**WHAT THE TASK ASKS**
With the pictures left out, write every entry down exactly.

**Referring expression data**
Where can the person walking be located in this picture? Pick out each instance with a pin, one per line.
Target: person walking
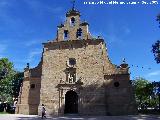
(43, 111)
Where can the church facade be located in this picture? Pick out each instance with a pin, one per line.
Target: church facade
(76, 76)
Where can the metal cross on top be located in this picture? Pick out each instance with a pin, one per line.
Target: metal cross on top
(73, 2)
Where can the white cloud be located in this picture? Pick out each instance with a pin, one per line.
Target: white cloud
(155, 73)
(36, 6)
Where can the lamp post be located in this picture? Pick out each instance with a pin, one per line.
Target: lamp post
(157, 85)
(156, 51)
(4, 71)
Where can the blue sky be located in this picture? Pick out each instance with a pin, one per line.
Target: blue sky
(129, 31)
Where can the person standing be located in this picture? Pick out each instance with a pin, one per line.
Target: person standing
(43, 111)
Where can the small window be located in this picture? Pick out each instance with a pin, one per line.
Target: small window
(32, 86)
(116, 84)
(72, 61)
(79, 33)
(72, 22)
(65, 34)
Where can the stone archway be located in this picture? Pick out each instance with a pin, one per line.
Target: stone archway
(71, 102)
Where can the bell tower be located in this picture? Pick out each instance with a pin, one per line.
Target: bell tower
(73, 28)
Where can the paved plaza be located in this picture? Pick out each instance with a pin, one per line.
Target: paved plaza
(35, 117)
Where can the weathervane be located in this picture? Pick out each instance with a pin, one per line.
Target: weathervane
(73, 2)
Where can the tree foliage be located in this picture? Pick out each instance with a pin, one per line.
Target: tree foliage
(145, 93)
(7, 73)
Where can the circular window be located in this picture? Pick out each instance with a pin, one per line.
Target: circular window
(116, 84)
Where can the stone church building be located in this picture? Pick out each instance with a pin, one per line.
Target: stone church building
(76, 76)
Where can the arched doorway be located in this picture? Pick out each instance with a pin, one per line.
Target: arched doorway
(71, 102)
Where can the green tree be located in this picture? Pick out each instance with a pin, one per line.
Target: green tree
(7, 73)
(143, 91)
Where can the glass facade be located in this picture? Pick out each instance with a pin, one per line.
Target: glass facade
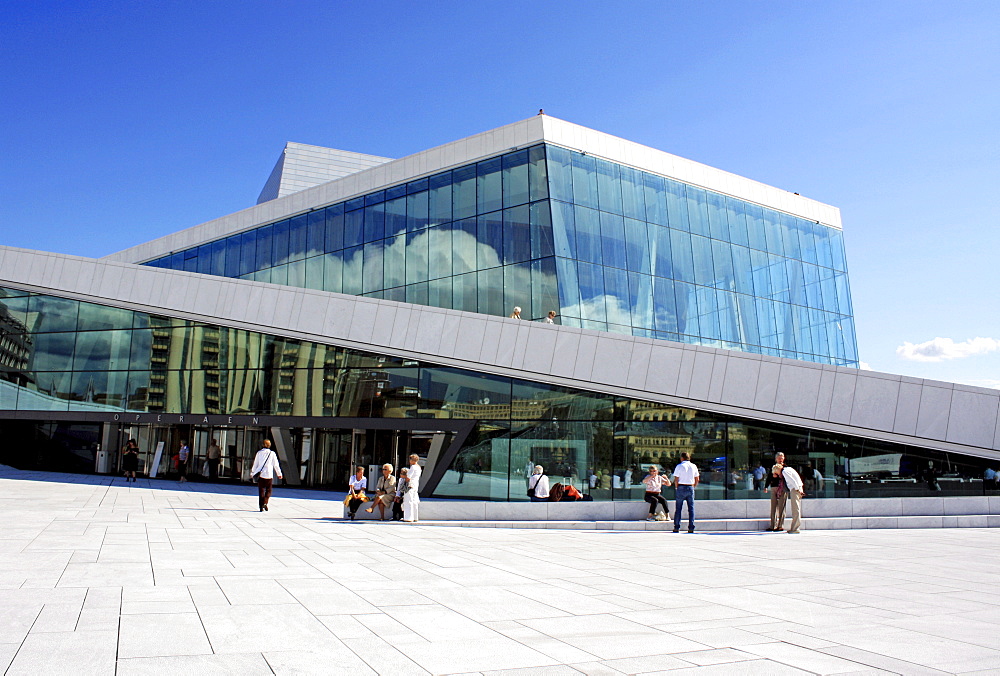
(71, 356)
(607, 246)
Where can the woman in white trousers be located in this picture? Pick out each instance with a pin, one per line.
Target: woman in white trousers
(411, 499)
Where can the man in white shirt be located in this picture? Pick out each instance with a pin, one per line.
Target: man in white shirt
(796, 489)
(686, 477)
(265, 464)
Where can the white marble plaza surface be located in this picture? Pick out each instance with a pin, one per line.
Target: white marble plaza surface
(98, 576)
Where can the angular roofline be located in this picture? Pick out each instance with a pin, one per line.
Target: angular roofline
(537, 129)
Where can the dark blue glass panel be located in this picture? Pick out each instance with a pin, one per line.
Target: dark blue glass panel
(395, 217)
(516, 235)
(584, 180)
(354, 228)
(279, 243)
(560, 171)
(463, 192)
(609, 187)
(297, 238)
(335, 228)
(613, 241)
(416, 211)
(233, 249)
(641, 247)
(439, 198)
(677, 206)
(588, 234)
(490, 237)
(655, 194)
(489, 186)
(698, 211)
(542, 243)
(515, 178)
(633, 197)
(375, 222)
(538, 181)
(248, 252)
(316, 234)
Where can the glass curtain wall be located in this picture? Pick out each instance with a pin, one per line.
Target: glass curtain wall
(67, 355)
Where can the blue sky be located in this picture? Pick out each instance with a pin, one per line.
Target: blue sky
(125, 121)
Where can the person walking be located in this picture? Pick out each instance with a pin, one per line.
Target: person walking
(183, 455)
(130, 460)
(654, 483)
(796, 490)
(686, 477)
(265, 468)
(411, 499)
(538, 485)
(356, 486)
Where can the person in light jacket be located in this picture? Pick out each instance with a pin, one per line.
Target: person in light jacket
(538, 485)
(265, 468)
(796, 489)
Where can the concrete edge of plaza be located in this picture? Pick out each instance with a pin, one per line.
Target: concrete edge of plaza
(929, 414)
(517, 135)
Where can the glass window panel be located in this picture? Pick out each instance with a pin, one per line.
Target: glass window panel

**OUTPUT OF THE TASK**
Where can the person walking be located in this picture? Pick out each instance with a pin, one per line.
Target: person walking
(43, 111)
Where can the church facade be located in this picture? Pick out each instance with a pin, one per line.
Target: church facade
(76, 76)
Where can the metal cross on top be located in this picture? Pick out each instance with a pin, one per line.
Target: metal cross on top
(73, 2)
Where can the white cloud be located in this picture? Pick out each instance with a pin, one per line.
Target: white cloud
(155, 73)
(36, 6)
Where can the lamp post be located in this picture? Pick out each instance with a pin, one per line.
Target: lamp post
(157, 85)
(156, 51)
(4, 71)
Where can the blue sky be located in this picture? Pick out each instance with a pin, one per line.
Target: blue sky
(129, 31)
Where can the person standing be located in this picture? Pick out each instance with a pin, one per line.
Target: person standing
(43, 111)
Where can the small window be located in this picture? Pick out each instance with a pin, one per line.
Target: small window
(32, 86)
(116, 84)
(72, 61)
(79, 33)
(72, 22)
(65, 34)
Where can the stone archway be located in this picture? Pick out each instance with a pin, one per line.
Target: stone archway
(71, 102)
Where can the bell tower be located in this picture? Pick out each instance with a pin, one per line.
Target: bell tower
(73, 28)
Where can the paved plaza be located in this picture? Pick out each instance with a pin, one per line.
Target: paved plaza
(35, 117)
Where can the weathervane be located in this picture? Pick out each instance with a pin, one per line.
Target: weathervane
(73, 2)
Where can the tree foliage be located in this picture? Pick out each instance with a pin, one per line.
Target: tree foliage
(145, 93)
(7, 73)
Where can the circular window be located in this picture? Pick out each instance with a pin, one per line.
Target: circular window
(116, 84)
Where can the stone church building be located in this picture? Pick out each instance with a pin, one per line.
Target: stone church building
(76, 76)
Where can the arched doorway be located in this picture? Pick out each instance with a pin, one per line.
Target: arched doorway
(71, 102)
Where can the green tree be located in this picture? Pick out each instance with a pin, one per line.
Target: green tree
(7, 73)
(143, 91)
Where can the glass facade be located in this picture? Pick out each instance with a pin, one per line.
Target: glass facade
(71, 356)
(607, 246)
Where can the woman in white trousers be located in this picture? Pick out each instance with a pin, one per line.
Target: woman in white trousers
(411, 499)
Where can the man in white shirt be located in this picture? Pick out each instance with a pin, one per line.
Target: man in white shirt
(796, 489)
(686, 477)
(265, 464)
Where can the white marble plaza surface be located in this picture? Pick out each instance with a pin, one per line.
Target: white marble plaza surface
(98, 576)
Where can the angular roofline be located in this picture? Pick out each instance with a pin, one per line.
Target: angular roofline
(537, 129)
Where can the dark blue glass panel be located in this picture? Pick out each instance with a pin, one per line.
Target: dark blue glass panel
(395, 217)
(516, 235)
(584, 180)
(354, 228)
(279, 243)
(560, 171)
(463, 192)
(609, 187)
(297, 238)
(335, 228)
(613, 241)
(416, 211)
(233, 249)
(641, 247)
(439, 198)
(677, 206)
(588, 234)
(490, 237)
(655, 194)
(489, 186)
(698, 211)
(542, 243)
(515, 178)
(633, 197)
(375, 222)
(538, 181)
(248, 252)
(316, 234)
Where can the glass curtain wall be located in this picture? Pick out each instance with a pin, one per line.
Target: glass curtain wall
(67, 355)
Where can the blue sky be located in this picture? Pick out each instance with a pin, one per line.
Target: blue sky
(125, 121)
Where can the person walking be located in this picture? Pick out each instance with a pin, one per line.
Target: person walking
(183, 455)
(130, 460)
(654, 483)
(796, 490)
(686, 477)
(265, 468)
(411, 499)
(538, 485)
(356, 486)
Where can the person in light jacket be located in this picture? Pick out each instance with a pin, one per line.
Target: person in light jacket
(538, 485)
(265, 468)
(796, 489)
Where can the concrete edge of plaza be located in this picture? Pick out each instance with a pin, one per line.
Target: concrete edge of plaza
(929, 414)
(517, 135)
Where can the glass window panel be located in this picture? Pick out each instance with a pin, one per line.
Target: glass window panel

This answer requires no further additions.